AVAILABLE RECORDS =>
++++++++++++++++++++

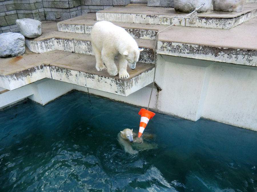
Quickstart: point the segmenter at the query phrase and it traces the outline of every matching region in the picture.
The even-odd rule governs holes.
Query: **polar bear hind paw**
[[[119,77],[122,79],[125,79],[129,78],[129,75],[127,71],[119,73]]]
[[[97,70],[99,71],[103,71],[106,69],[106,67],[103,64],[97,64],[95,65],[95,68],[96,68]]]

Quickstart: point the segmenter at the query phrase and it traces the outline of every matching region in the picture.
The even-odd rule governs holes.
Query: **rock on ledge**
[[[0,57],[15,57],[25,53],[25,38],[18,33],[0,34]]]
[[[32,19],[21,19],[16,20],[21,33],[24,37],[28,38],[35,38],[40,36],[41,32],[41,22]]]

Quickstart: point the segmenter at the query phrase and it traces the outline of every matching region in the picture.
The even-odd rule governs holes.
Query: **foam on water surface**
[[[158,147],[131,155],[117,137],[140,110],[74,92],[0,112],[1,191],[257,191],[257,132],[156,113]]]

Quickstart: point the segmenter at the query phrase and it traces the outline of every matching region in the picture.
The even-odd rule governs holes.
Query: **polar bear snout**
[[[132,63],[128,62],[128,66],[132,70],[134,70],[135,69],[135,68],[136,68],[136,62],[134,62]]]

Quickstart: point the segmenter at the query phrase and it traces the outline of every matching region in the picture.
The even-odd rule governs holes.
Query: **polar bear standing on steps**
[[[129,78],[127,72],[128,62],[131,69],[134,69],[140,52],[144,49],[138,48],[135,40],[124,29],[109,21],[96,23],[93,26],[91,36],[97,71],[107,68],[110,75],[117,75],[118,70],[114,57],[117,56],[119,77],[122,79]]]

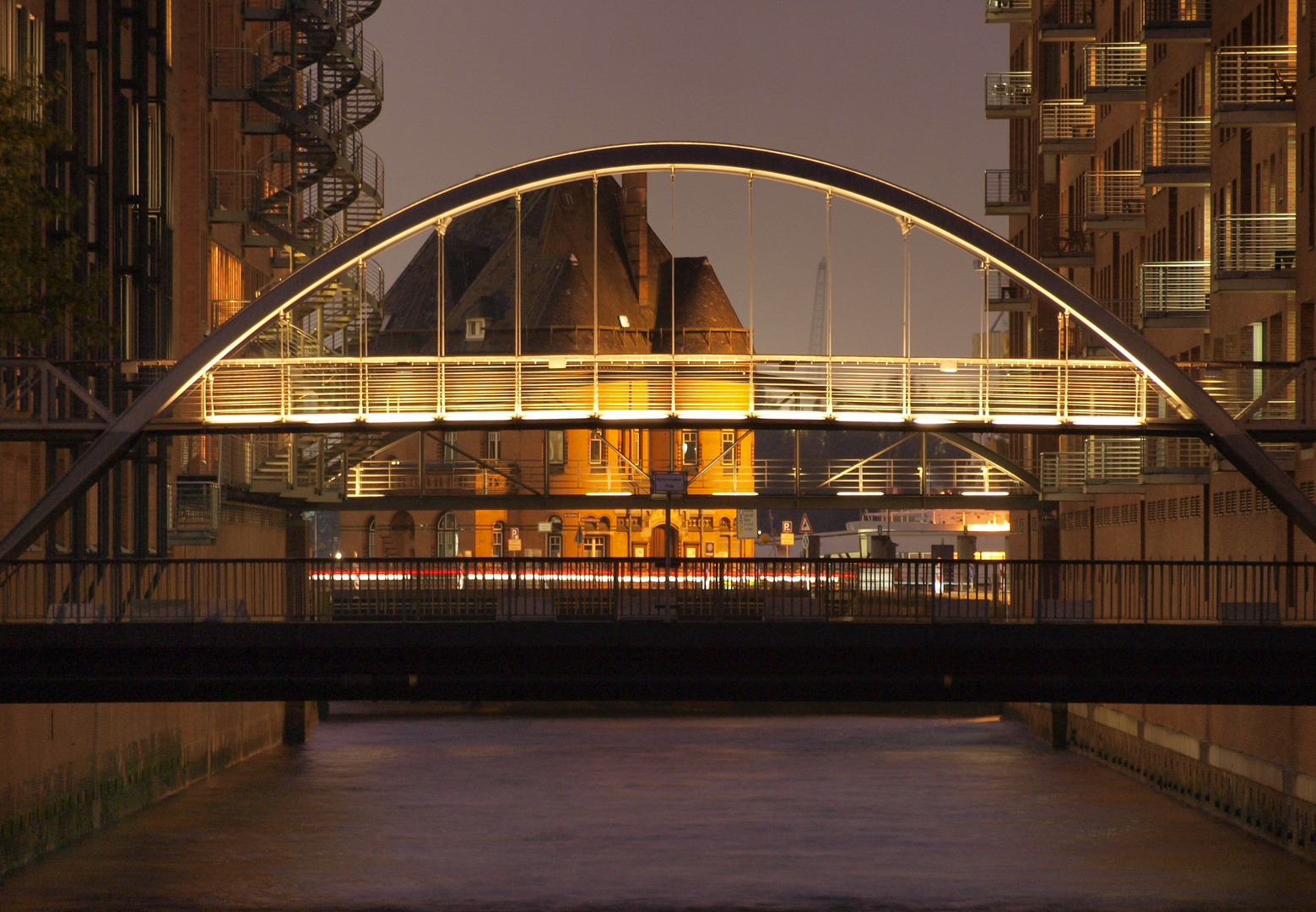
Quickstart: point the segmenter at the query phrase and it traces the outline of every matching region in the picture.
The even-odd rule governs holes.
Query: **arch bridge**
[[[740,354],[679,351],[675,304],[670,309],[670,351],[608,354],[600,351],[597,341],[597,282],[594,350],[530,351],[521,333],[520,245],[512,267],[516,333],[509,353],[470,355],[445,350],[442,278],[434,355],[371,355],[366,330],[355,334],[354,351],[347,350],[347,329],[337,350],[318,345],[308,354],[303,345],[305,333],[297,329],[296,315],[315,305],[318,290],[338,287],[354,272],[361,275],[380,251],[426,232],[436,233],[442,245],[454,218],[500,201],[513,201],[520,213],[526,195],[572,182],[592,182],[596,188],[597,245],[599,179],[641,172],[666,172],[672,182],[678,172],[740,176],[746,180],[750,207],[754,182],[779,182],[821,193],[829,213],[832,200],[840,199],[895,218],[905,238],[903,355],[832,354],[830,307],[824,354],[763,354],[751,342]],[[519,218],[517,238],[520,226]],[[908,266],[909,236],[915,230],[970,253],[990,270],[1053,303],[1113,357],[913,357]],[[828,245],[830,249],[830,217]],[[675,258],[671,262],[675,290]],[[365,287],[366,282],[359,284]],[[829,303],[829,283],[825,291]],[[362,326],[368,325],[368,308],[362,307]],[[341,241],[261,295],[178,362],[133,367],[154,371],[158,379],[114,413],[61,366],[0,365],[7,397],[26,404],[9,409],[12,417],[0,421],[0,434],[91,437],[68,471],[0,541],[0,557],[17,557],[143,434],[284,434],[291,441],[288,471],[293,476],[297,436],[365,436],[374,441],[374,449],[351,454],[343,447],[337,454],[340,486],[347,494],[354,474],[359,487],[363,474],[375,471],[371,458],[382,451],[382,441],[387,446],[388,434],[421,432],[424,437],[424,432],[458,428],[688,426],[740,434],[765,428],[854,428],[937,433],[983,461],[984,476],[1003,472],[1024,490],[1038,488],[1030,472],[986,447],[975,450],[962,432],[1198,437],[1316,540],[1316,507],[1258,443],[1316,436],[1307,404],[1312,384],[1305,366],[1180,367],[1087,293],[965,216],[878,178],[763,149],[634,143],[554,155],[478,176]],[[324,449],[317,458],[324,463]],[[388,466],[392,471],[392,459]],[[926,478],[928,463],[920,467]],[[800,466],[790,471],[796,479],[792,494],[799,496]],[[840,471],[855,475],[854,466]],[[418,474],[424,474],[424,455]],[[857,474],[862,478],[862,466]],[[421,480],[418,494],[424,492]],[[628,492],[644,491],[617,491]],[[917,492],[928,494],[925,480]]]

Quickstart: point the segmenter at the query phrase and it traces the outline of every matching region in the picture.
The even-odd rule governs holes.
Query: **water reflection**
[[[1316,867],[1020,728],[337,717],[0,884],[34,909],[1312,909]]]

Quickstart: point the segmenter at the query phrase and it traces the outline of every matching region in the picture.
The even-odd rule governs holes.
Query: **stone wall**
[[[1316,708],[1058,707],[1009,708],[1038,737],[1316,861]]]
[[[304,738],[316,704],[288,715]],[[0,875],[282,744],[284,719],[283,703],[0,705]]]

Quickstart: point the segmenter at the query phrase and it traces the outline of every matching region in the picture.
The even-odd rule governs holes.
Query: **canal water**
[[[1316,867],[992,719],[355,712],[0,909],[1316,909]]]

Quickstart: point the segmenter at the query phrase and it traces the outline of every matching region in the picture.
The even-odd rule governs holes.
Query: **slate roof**
[[[521,350],[594,350],[594,187],[588,180],[521,197]],[[445,237],[445,351],[515,350],[516,209],[511,200],[454,220]],[[434,354],[438,326],[437,237],[430,234],[383,301],[384,324],[372,354]],[[637,292],[622,237],[621,188],[599,179],[599,350],[671,351],[671,254],[649,229],[649,295]],[[747,336],[712,265],[676,261],[678,351],[747,351]],[[466,321],[486,321],[483,340],[466,338]],[[622,325],[622,318],[625,324]],[[719,332],[720,330],[720,332]]]

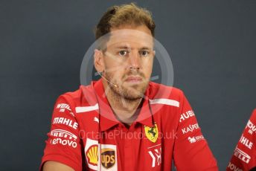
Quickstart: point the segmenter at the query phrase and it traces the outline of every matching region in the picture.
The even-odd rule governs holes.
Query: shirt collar
[[[97,81],[93,81],[92,86],[95,90],[100,112],[100,126],[101,131],[106,131],[111,127],[120,123],[121,122],[115,117],[113,111],[112,110],[109,101],[106,98],[104,87],[100,78]],[[134,121],[135,123],[140,123],[150,127],[153,127],[153,114],[150,110],[150,104],[148,103],[148,96],[150,94],[150,86],[147,87],[145,93],[144,98],[142,103],[142,107],[137,119]]]

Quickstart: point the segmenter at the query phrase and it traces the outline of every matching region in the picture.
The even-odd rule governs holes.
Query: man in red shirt
[[[102,78],[57,100],[40,170],[171,170],[173,160],[218,170],[183,92],[150,81],[154,29],[134,4],[106,11],[96,39],[110,35],[94,54]]]
[[[234,151],[227,170],[256,170],[256,109],[253,111]]]

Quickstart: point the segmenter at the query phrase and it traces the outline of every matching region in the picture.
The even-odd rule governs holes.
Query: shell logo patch
[[[149,139],[151,142],[156,143],[157,138],[159,138],[159,129],[156,123],[154,124],[153,127],[144,126],[144,130],[147,139]]]
[[[94,166],[97,165],[97,150],[98,150],[98,146],[95,144],[95,145],[91,146],[86,152],[88,162],[90,164],[94,165]]]

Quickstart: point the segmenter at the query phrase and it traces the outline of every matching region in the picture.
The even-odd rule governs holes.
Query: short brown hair
[[[145,25],[150,30],[152,36],[155,36],[156,25],[151,13],[131,3],[120,6],[115,5],[108,8],[96,26],[95,38],[97,39],[109,33],[111,28],[124,25]]]

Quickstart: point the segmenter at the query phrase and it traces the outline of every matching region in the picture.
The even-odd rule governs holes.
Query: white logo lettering
[[[188,126],[182,129],[182,134],[187,134],[188,132],[193,132],[195,129],[199,129],[199,126],[198,125],[198,123],[193,124],[193,125],[189,125]]]
[[[191,117],[193,117],[194,115],[195,114],[193,113],[192,110],[187,111],[185,113],[183,113],[181,114],[180,118],[179,118],[179,122],[181,123]]]
[[[77,129],[78,126],[78,123],[77,122],[73,122],[72,120],[65,117],[54,117],[52,124],[63,124],[68,126],[74,129]]]
[[[69,107],[69,105],[68,105],[66,103],[59,103],[57,105],[56,109],[60,109],[60,112],[64,112],[65,109],[67,109],[70,112],[71,111],[71,109]]]
[[[240,139],[239,142],[245,145],[247,148],[252,149],[253,143],[252,143],[249,139],[245,138],[243,135],[242,135],[241,138]]]
[[[248,121],[246,127],[249,129],[248,132],[250,135],[252,135],[253,132],[256,132],[256,126],[251,122],[251,120]]]
[[[188,137],[188,139],[189,142],[191,143],[195,143],[196,141],[203,140],[203,139],[205,139],[205,138],[202,135],[199,135],[199,136],[195,136],[195,137],[192,137],[192,138]]]
[[[152,158],[152,167],[155,167],[156,164],[159,166],[161,163],[161,148],[160,147],[159,149],[155,149],[153,150],[149,151],[148,153]]]
[[[236,165],[234,165],[234,164],[231,164],[229,162],[228,164],[228,167],[231,170],[234,170],[234,171],[243,171],[242,169],[239,168],[238,167],[237,167]]]
[[[234,149],[234,155],[240,159],[241,161],[246,162],[246,164],[248,164],[251,159],[251,156],[249,156],[237,147]]]

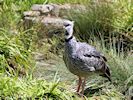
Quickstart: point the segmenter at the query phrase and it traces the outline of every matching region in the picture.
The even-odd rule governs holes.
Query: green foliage
[[[24,48],[20,33],[0,29],[0,70],[8,74],[26,74],[33,65],[30,52]]]
[[[65,90],[58,81],[43,79],[8,77],[0,74],[1,99],[47,99],[76,100],[75,94]]]
[[[133,48],[133,2],[90,2],[84,12],[71,12],[75,35],[83,41],[93,37],[103,39],[106,47],[115,40],[124,51]],[[114,39],[115,38],[115,39]],[[93,40],[93,39],[92,39]]]
[[[43,28],[44,33],[39,26],[24,29],[22,14],[35,3],[80,3],[87,6],[85,12],[70,12],[69,18],[75,21],[77,38],[96,46],[107,56],[113,80],[113,85],[107,82],[99,86],[99,83],[92,82],[92,86],[89,84],[91,88],[102,87],[102,90],[87,97],[90,100],[123,99],[125,96],[122,93],[127,93],[133,84],[133,56],[122,50],[127,45],[129,50],[133,49],[133,2],[127,0],[115,3],[90,0],[1,0],[0,99],[80,99],[71,92],[71,88],[69,91],[65,89],[68,88],[66,84],[31,78],[34,67],[31,51],[37,50],[45,53],[47,58],[54,58],[53,53],[60,55],[63,47],[62,36],[43,37],[44,33],[49,32],[47,29]],[[19,74],[27,74],[27,77],[18,78]]]

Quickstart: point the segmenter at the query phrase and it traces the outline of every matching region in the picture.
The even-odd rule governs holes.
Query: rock
[[[25,11],[23,13],[24,16],[31,16],[31,17],[37,17],[40,16],[40,12],[39,11]]]
[[[36,61],[41,61],[41,60],[45,59],[45,56],[42,53],[33,52],[32,54],[33,54]]]
[[[59,7],[56,4],[34,4],[31,7],[31,10],[33,11],[40,11],[42,14],[49,15],[49,16],[56,16],[59,15]]]
[[[57,28],[63,28],[63,22],[69,21],[61,18],[53,18],[53,17],[25,17],[26,21],[32,21],[33,23],[41,23],[46,26],[54,26]]]

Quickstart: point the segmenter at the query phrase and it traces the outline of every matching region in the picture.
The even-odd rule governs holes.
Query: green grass
[[[42,32],[38,31],[41,29],[39,26],[26,30],[23,26],[24,11],[29,10],[32,4],[48,2],[87,4],[86,12],[70,12],[68,18],[75,21],[74,35],[80,41],[88,42],[105,54],[113,82],[112,84],[105,82],[104,78],[97,76],[89,77],[86,85],[86,88],[90,88],[89,93],[98,90],[86,94],[86,98],[89,100],[126,99],[129,95],[128,89],[133,85],[133,56],[129,54],[133,49],[133,2],[129,3],[126,0],[96,4],[88,0],[1,1],[0,99],[81,99],[73,90],[76,86],[76,77],[67,71],[62,60],[55,59],[62,54],[62,35],[60,38],[53,35],[51,39],[42,43],[40,40],[45,36],[42,38]],[[122,42],[119,43],[120,40]],[[32,52],[44,53],[50,64],[40,67],[38,65],[34,70],[35,60]],[[55,60],[53,64],[51,59]],[[26,75],[20,77],[19,74],[23,70]],[[36,72],[33,74],[33,71]]]

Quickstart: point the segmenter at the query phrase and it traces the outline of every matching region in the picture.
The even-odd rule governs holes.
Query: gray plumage
[[[98,73],[111,81],[110,70],[104,55],[93,46],[76,41],[73,36],[73,22],[64,22],[64,26],[66,42],[63,59],[68,70],[79,77],[87,77],[93,73]]]

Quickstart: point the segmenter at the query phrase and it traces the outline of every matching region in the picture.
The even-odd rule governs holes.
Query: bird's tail
[[[111,82],[111,74],[108,65],[104,65],[104,74],[101,76],[108,78],[108,80]]]

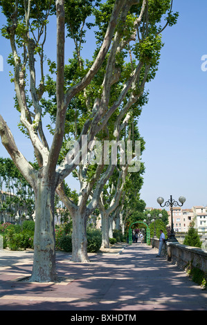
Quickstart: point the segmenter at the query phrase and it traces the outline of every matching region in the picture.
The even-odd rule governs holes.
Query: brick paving
[[[57,252],[57,283],[30,275],[33,250],[0,251],[0,310],[207,310],[207,292],[157,250],[118,245],[74,263]]]

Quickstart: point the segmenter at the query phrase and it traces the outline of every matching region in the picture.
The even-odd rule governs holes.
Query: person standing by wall
[[[165,239],[165,234],[163,233],[163,231],[161,229],[160,230],[160,233],[161,233],[161,236],[159,237],[159,252],[156,257],[161,256],[163,245],[164,243],[164,239]]]

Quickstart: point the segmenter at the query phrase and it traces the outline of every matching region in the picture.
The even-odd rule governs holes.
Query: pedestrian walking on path
[[[157,257],[161,256],[161,251],[164,243],[164,239],[165,239],[165,234],[163,233],[163,231],[161,229],[160,230],[160,233],[161,236],[159,237],[159,252],[158,255],[156,255]]]

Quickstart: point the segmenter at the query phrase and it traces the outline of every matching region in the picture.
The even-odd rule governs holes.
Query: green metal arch
[[[135,223],[141,223],[141,224],[143,224],[143,225],[145,226],[145,228],[147,229],[147,240],[146,240],[147,244],[150,245],[150,228],[149,228],[148,225],[147,225],[147,223],[145,223],[142,220],[138,220],[138,221],[134,222],[133,223],[131,223],[131,225],[129,225],[129,244],[132,245],[132,230],[131,227],[132,227],[132,225],[134,225]]]

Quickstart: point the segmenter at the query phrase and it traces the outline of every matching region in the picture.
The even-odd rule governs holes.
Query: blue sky
[[[172,195],[186,198],[183,208],[207,205],[207,71],[201,70],[201,57],[207,55],[207,1],[174,0],[174,11],[179,12],[178,23],[163,32],[165,46],[161,50],[159,71],[147,84],[148,104],[139,118],[139,130],[145,150],[144,185],[141,198],[147,207],[159,207],[158,196],[165,201]],[[0,15],[1,23],[3,17]],[[55,23],[48,29],[48,50],[55,59]],[[85,56],[92,54],[93,35],[85,45]],[[7,121],[16,143],[30,160],[30,141],[17,127],[19,114],[13,109],[14,86],[8,76],[10,67],[6,57],[10,53],[8,40],[0,37],[0,55],[3,71],[0,71],[0,112]],[[66,41],[66,54],[73,45]],[[44,122],[44,124],[48,120]],[[0,156],[8,157],[0,142]],[[68,178],[72,189],[76,182]]]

++++++++++++++++++++

AIM OF THE EXERCISE => Extract every line in the entries above that contains the word "bear", and copy each such line in full.

TASK RESULT =>
Query: **polar bear hind paw**
Query: **polar bear snout**
Query: **polar bear standing on steps**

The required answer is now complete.